Evdokia Pechyorkina (Dunya), Rasputin’s live-in servant

Ekaterina Pechyorkina (Katya), niece of Evdokia, Rasputin’s live-in servant

Alexandra Pistolkors (Sana), sister of Anna Vyrubova, wife of Alexander Pistolkors, the son of Olga Pistolkors and the step-son of Grand Duke Pavel

Alexander Prugavin, ethnographer, publicist, prominent expert on Russian sectarianism

Matryona Rasputin, Rasputin’s elder daughter, engaged to Pankhadze, married to Nikolai Solovyov

Praskovia Rasputin, married to Rasputin

Nikolai Reshetnikov, former notary convicted of forgery and embezzlement, brother of Anna, ‘secretary’ to Rasputin, later builder and director of Tsarkoe Selo infirmary

Anisia Reshetnikova, widow of a wealthy merchant, mother of Anna and Nikolai

Anna Reshetnikova, daughter of Anisia and sister of Nikolai

Dmitry Rubinstein (Mitya), banker and chairman of board of Franco-Russian Bank

Georgy Sazonov, economist, publicist, magazine publisher and journalist

Maria Sazonova (‘Crow’), wife of Georgy Sazonov

Princess Shakhovskaya, aviator and aristocrat

Aron Simanovich, secretary and financial adviser to Rasputin, gambler and loan shark with criminal record

Vera Tregubova, performer of gypsy ballads

Sophia Volynskaya, Jewish wife of the ex-convict and agronomist Volynsky (one of Rasputin’s secretaries and financial advisers)

= = =

YOUR TASKS
a - Summarize the list of people in two sentences.
b - Reproduce the list from "Maria Sazonova (‘Crow’), wife" to "and financial advisers)".
The lines that come next are separate material and are not part of the list.

= = =

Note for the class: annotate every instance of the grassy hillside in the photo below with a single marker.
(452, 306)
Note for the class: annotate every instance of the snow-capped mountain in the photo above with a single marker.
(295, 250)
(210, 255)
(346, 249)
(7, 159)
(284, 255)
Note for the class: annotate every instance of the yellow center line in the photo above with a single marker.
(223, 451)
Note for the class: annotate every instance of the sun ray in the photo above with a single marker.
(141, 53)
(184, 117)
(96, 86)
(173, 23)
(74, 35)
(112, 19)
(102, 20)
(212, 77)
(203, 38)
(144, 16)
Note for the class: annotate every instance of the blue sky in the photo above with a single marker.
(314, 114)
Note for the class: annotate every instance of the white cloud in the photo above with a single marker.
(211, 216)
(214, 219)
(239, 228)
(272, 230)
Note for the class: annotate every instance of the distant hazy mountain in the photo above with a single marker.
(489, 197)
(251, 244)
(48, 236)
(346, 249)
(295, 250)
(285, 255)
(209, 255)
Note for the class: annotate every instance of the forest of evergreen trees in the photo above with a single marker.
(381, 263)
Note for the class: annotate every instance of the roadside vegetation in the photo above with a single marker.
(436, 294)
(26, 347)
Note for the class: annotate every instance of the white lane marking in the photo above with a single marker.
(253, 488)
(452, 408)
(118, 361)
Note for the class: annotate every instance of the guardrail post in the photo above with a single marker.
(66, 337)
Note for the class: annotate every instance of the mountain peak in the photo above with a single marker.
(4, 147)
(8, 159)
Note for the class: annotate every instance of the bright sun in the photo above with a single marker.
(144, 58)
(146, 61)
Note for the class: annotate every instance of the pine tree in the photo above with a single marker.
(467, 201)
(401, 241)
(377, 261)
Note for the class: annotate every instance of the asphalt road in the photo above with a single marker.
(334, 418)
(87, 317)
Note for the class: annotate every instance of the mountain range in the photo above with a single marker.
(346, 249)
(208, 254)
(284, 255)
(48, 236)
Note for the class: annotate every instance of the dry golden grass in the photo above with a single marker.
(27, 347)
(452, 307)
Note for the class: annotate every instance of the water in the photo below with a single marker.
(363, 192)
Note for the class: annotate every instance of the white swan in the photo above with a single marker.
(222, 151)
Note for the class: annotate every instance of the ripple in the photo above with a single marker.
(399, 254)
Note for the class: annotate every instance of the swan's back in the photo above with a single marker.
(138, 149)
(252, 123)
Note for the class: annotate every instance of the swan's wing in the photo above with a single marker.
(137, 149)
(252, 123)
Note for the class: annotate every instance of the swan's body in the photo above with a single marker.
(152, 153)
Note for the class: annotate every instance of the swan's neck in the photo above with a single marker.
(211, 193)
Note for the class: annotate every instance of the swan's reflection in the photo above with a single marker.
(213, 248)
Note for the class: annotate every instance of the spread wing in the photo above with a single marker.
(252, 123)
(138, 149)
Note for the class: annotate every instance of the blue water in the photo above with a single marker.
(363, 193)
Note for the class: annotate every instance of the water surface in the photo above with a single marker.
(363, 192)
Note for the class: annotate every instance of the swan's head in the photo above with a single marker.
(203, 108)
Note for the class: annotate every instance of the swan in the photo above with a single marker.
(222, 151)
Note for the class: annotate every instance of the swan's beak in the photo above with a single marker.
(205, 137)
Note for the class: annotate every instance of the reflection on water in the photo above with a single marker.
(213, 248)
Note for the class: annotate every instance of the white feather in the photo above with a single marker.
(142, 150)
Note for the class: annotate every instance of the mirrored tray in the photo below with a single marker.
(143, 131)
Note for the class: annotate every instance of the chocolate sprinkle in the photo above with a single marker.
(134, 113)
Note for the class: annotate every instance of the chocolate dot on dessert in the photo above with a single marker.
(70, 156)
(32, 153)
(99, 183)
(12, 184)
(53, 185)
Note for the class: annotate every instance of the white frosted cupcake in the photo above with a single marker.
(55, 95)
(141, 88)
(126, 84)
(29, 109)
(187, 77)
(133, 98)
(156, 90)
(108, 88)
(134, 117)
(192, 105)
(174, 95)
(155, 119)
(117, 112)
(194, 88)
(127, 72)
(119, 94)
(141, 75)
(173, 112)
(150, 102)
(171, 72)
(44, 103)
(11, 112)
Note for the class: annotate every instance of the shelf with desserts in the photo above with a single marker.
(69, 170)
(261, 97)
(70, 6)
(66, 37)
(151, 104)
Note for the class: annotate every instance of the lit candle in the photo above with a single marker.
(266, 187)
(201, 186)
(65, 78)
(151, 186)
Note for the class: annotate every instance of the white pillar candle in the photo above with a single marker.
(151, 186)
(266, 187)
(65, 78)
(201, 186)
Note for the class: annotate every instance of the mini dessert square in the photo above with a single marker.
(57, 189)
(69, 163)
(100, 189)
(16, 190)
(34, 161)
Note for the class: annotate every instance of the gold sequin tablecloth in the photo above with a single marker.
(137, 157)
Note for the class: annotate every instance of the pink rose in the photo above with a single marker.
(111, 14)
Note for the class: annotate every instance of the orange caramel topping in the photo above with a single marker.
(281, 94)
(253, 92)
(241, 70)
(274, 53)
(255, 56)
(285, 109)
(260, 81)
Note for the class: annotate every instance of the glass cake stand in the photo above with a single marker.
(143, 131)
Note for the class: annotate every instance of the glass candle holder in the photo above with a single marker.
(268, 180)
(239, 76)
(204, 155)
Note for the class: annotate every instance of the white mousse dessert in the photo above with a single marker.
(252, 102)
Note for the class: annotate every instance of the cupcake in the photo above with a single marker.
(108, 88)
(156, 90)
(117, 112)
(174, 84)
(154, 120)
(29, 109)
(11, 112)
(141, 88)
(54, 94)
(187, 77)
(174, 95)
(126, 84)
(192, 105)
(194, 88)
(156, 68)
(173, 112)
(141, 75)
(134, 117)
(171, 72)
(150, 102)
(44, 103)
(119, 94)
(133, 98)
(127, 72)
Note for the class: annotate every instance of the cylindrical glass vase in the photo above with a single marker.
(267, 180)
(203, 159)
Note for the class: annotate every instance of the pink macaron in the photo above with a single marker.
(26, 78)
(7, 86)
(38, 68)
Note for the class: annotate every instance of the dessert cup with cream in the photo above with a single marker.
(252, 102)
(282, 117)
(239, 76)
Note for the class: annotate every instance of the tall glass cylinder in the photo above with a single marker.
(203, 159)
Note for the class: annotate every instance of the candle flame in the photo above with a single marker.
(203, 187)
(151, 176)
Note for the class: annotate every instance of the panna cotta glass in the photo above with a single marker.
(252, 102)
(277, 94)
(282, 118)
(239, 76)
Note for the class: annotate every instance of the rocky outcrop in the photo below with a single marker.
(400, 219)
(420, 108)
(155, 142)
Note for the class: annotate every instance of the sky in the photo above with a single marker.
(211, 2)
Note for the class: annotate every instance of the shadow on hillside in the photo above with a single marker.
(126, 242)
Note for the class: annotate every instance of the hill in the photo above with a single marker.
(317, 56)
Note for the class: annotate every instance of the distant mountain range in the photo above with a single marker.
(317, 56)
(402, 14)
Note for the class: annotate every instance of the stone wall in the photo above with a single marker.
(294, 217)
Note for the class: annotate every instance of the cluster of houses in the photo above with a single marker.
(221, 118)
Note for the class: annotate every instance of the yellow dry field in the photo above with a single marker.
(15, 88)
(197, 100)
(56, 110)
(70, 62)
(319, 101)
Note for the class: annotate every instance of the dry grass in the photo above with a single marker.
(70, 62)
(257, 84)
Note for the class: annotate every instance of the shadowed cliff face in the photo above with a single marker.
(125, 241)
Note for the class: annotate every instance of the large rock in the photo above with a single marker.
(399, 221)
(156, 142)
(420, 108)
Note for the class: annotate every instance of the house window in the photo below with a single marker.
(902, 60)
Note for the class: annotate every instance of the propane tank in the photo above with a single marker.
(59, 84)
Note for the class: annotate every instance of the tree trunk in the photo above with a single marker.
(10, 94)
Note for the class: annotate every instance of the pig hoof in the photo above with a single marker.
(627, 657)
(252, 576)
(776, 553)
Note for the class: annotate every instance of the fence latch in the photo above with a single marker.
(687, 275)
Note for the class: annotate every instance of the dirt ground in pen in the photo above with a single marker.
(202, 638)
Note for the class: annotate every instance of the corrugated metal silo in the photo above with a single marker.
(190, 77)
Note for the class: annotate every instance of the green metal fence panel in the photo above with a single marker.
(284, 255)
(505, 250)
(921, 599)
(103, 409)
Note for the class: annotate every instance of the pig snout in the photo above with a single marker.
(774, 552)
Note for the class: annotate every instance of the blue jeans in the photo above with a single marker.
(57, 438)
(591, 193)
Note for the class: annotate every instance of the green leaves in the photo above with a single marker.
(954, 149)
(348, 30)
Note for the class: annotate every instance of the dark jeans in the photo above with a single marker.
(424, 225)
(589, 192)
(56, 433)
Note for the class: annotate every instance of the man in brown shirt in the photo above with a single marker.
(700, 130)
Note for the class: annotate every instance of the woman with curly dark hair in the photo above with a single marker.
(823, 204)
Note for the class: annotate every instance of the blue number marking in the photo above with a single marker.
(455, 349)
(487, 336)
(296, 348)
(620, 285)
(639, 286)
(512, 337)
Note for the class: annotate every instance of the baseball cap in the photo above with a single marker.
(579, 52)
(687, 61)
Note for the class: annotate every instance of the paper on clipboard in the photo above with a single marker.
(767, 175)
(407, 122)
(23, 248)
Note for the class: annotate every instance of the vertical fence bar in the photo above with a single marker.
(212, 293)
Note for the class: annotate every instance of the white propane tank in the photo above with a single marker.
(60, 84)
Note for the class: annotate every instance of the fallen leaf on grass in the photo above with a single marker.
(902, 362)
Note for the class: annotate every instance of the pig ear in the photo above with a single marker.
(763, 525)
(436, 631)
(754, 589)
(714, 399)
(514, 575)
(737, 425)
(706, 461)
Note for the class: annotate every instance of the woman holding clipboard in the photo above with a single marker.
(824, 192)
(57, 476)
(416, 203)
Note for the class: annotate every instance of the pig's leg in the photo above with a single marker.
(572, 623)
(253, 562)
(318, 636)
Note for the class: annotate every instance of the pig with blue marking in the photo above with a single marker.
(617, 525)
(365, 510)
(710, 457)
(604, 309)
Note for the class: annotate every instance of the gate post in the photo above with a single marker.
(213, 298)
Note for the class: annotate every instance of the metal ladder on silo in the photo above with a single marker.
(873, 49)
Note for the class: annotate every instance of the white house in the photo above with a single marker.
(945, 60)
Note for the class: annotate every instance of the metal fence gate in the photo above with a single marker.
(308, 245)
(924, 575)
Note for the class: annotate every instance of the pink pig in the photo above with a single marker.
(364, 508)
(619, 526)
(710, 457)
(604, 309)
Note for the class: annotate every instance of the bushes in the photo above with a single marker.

= = =

SOLVED PROBLEMS
a - The list briefly identifies a number of people, many of them tied to Rasputin, including his wife Praskovia, his elder daughter Matryona, and his live-in servants Evdokia and Ekaterina Pechyorkina. It also names men described as his secretaries or financial advisers, among them Aron Simanovich, Nikolai Reshetnikov and Volynsky.

b -
Maria Sazonova (‘Crow’), wife of Georgy Sazonov

Princess Shakhovskaya, aviator and aristocrat

Aron Simanovich, secretary and financial adviser to Rasputin, gambler and loan shark with criminal record

Vera Tregubova, performer of gypsy ballads

Sophia Volynskaya, Jewish wife of the ex-convict and agronomist Volynsky (one of Rasputin’s secretaries and financial advisers)